PROBLEM TO WORK ON:
Could you retype, word for word, everything in the data below from the line containing "the dog's tail" down to the line containing "x=455, y=344", both of those lines included?

DATA PROVIDED:
========================
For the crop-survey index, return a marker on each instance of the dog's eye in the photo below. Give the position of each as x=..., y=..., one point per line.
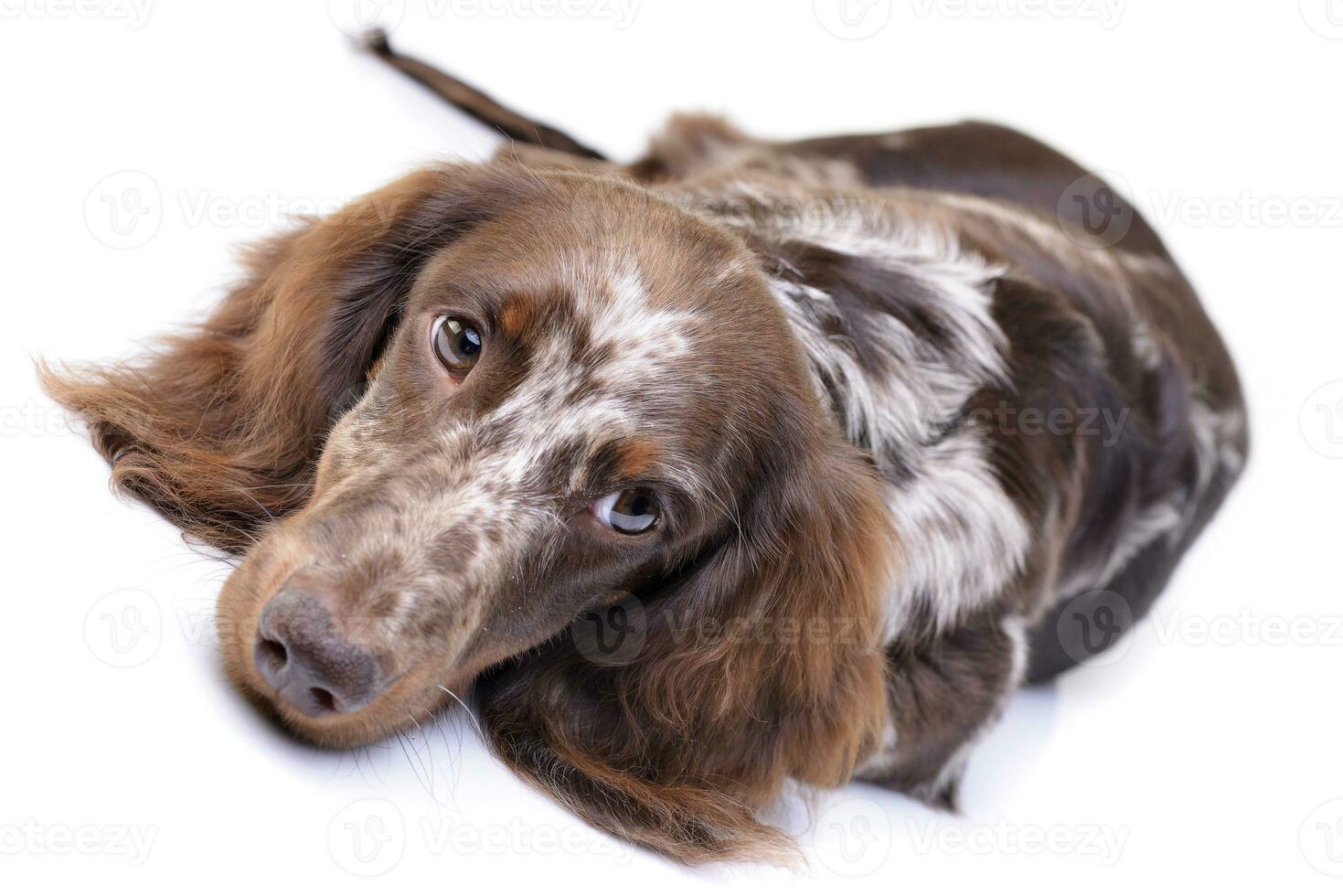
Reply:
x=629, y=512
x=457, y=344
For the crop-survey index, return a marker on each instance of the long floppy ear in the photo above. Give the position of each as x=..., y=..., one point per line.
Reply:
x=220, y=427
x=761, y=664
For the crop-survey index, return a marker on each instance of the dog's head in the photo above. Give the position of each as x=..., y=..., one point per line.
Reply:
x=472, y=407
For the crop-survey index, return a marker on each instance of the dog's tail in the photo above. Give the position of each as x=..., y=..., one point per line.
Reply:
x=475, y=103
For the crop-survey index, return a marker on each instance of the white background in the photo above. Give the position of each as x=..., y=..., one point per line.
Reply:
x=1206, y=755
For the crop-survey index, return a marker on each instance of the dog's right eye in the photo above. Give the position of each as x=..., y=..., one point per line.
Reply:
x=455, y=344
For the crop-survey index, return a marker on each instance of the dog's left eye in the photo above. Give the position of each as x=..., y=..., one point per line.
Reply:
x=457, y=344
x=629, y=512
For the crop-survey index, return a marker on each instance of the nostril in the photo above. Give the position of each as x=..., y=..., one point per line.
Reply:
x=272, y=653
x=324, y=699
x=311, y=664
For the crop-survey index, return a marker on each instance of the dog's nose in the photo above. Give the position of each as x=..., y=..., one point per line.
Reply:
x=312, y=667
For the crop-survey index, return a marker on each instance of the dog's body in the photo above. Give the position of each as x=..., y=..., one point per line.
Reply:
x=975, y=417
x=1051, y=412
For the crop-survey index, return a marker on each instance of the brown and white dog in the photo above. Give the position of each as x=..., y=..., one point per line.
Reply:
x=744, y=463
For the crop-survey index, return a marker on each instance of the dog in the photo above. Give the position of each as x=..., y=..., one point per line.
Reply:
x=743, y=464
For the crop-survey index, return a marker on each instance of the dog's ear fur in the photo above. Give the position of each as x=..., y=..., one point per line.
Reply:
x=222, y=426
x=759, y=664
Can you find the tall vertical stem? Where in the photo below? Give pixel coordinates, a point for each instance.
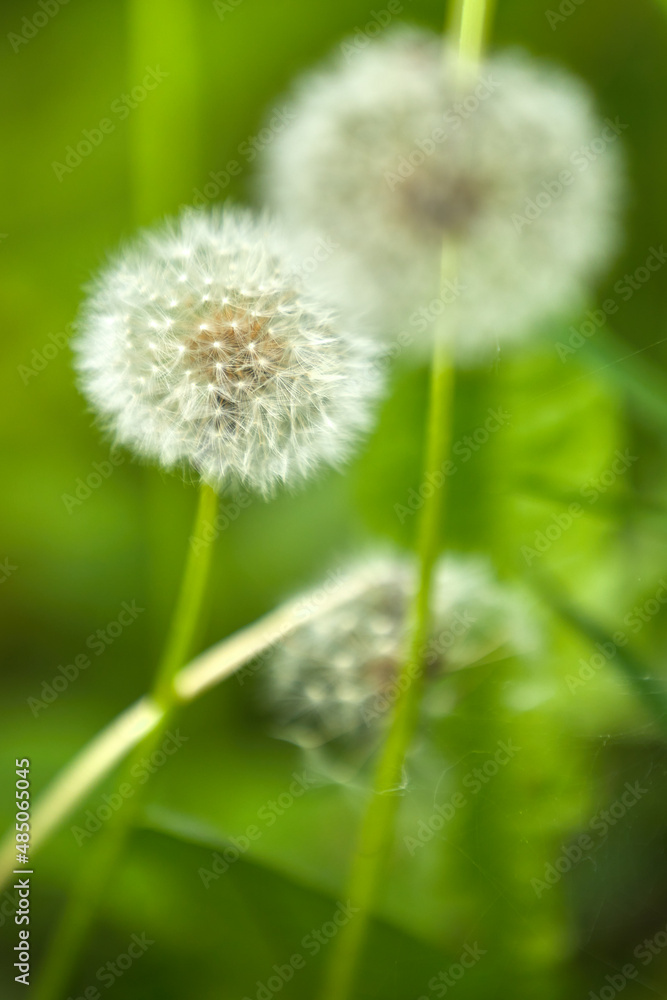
========================
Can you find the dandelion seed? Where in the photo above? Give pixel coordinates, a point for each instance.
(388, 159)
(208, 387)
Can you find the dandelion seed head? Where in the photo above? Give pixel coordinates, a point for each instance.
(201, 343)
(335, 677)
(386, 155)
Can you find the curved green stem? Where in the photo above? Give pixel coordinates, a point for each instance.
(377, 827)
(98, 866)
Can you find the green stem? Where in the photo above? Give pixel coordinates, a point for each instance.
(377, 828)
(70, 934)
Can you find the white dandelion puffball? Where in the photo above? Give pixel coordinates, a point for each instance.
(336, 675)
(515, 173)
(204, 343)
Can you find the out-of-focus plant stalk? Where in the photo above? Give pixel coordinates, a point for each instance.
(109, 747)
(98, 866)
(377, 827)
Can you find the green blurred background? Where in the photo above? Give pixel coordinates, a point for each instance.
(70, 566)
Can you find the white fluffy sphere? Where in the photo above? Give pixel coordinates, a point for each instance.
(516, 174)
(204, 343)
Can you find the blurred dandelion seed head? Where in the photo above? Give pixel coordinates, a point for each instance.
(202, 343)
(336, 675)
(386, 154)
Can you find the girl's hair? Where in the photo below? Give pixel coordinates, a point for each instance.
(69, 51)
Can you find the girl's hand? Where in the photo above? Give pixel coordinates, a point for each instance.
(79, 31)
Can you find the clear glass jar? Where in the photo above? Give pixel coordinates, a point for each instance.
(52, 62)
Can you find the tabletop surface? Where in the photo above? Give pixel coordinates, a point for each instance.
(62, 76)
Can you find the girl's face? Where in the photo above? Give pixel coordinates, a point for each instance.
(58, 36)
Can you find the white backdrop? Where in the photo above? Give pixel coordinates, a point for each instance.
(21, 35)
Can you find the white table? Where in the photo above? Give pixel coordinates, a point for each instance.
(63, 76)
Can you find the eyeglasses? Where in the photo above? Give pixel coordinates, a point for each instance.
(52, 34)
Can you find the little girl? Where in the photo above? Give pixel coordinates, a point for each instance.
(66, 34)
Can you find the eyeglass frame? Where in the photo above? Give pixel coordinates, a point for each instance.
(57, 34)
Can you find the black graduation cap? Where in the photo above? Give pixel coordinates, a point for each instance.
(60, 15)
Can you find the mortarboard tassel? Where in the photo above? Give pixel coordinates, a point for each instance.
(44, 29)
========================
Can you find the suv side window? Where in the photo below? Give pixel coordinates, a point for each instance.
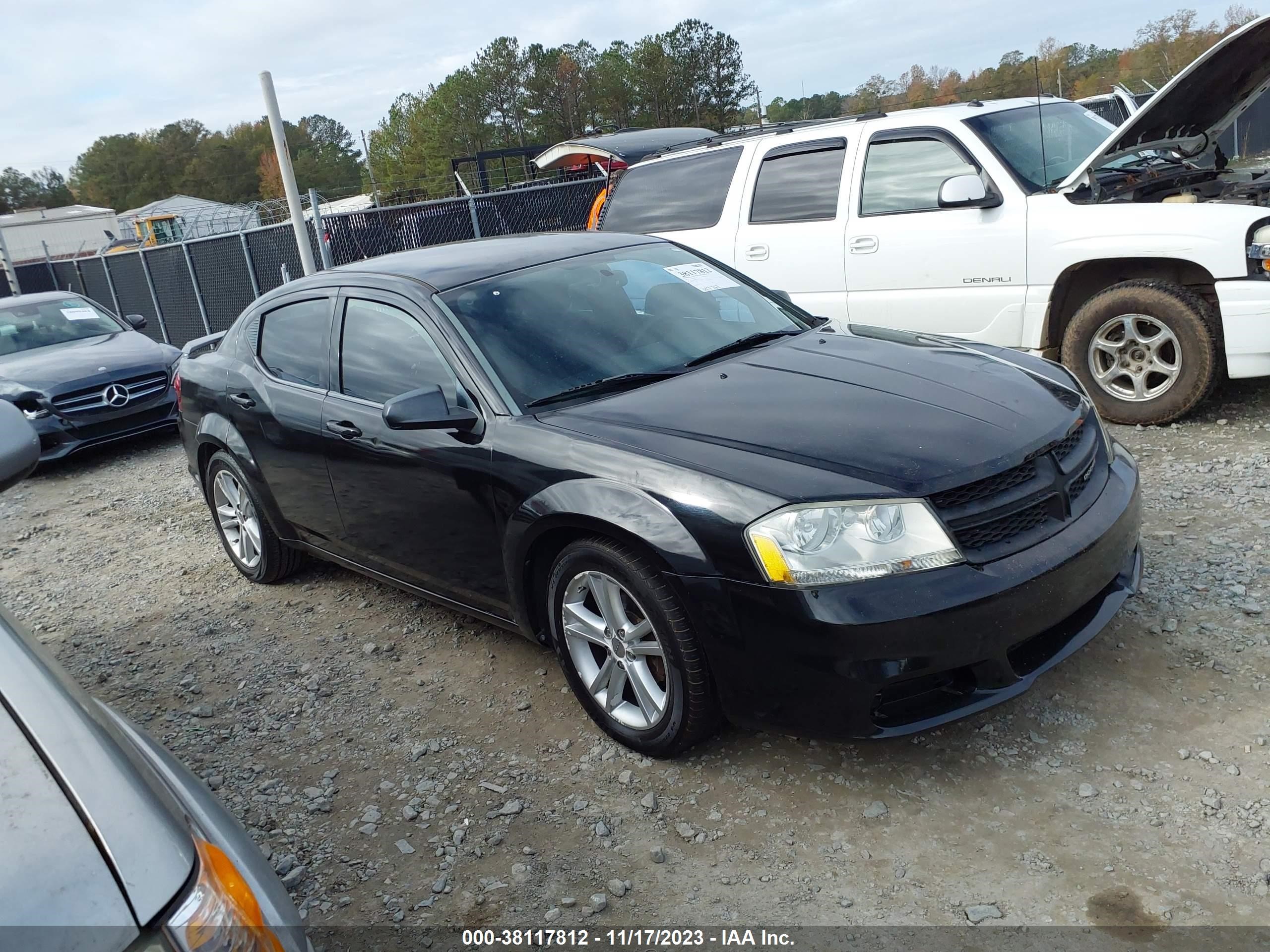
========================
COMPLETED TASK:
For the crop-survey index, return a marker on each instance of the dog's tail in the photo above. Give the position of each as x=..., y=..., one point per line.
Reply:
x=475, y=103
For the crop-survey index, return a marker on each instance of the white background in the photo above. Give the position of each as x=..., y=..., one point per line.
Reply:
x=1206, y=755
For the crop-survey index, return a marker on each instance of the dog's right eye in the photo above. Give the position of each as x=..., y=..., one point per line.
Reply:
x=455, y=344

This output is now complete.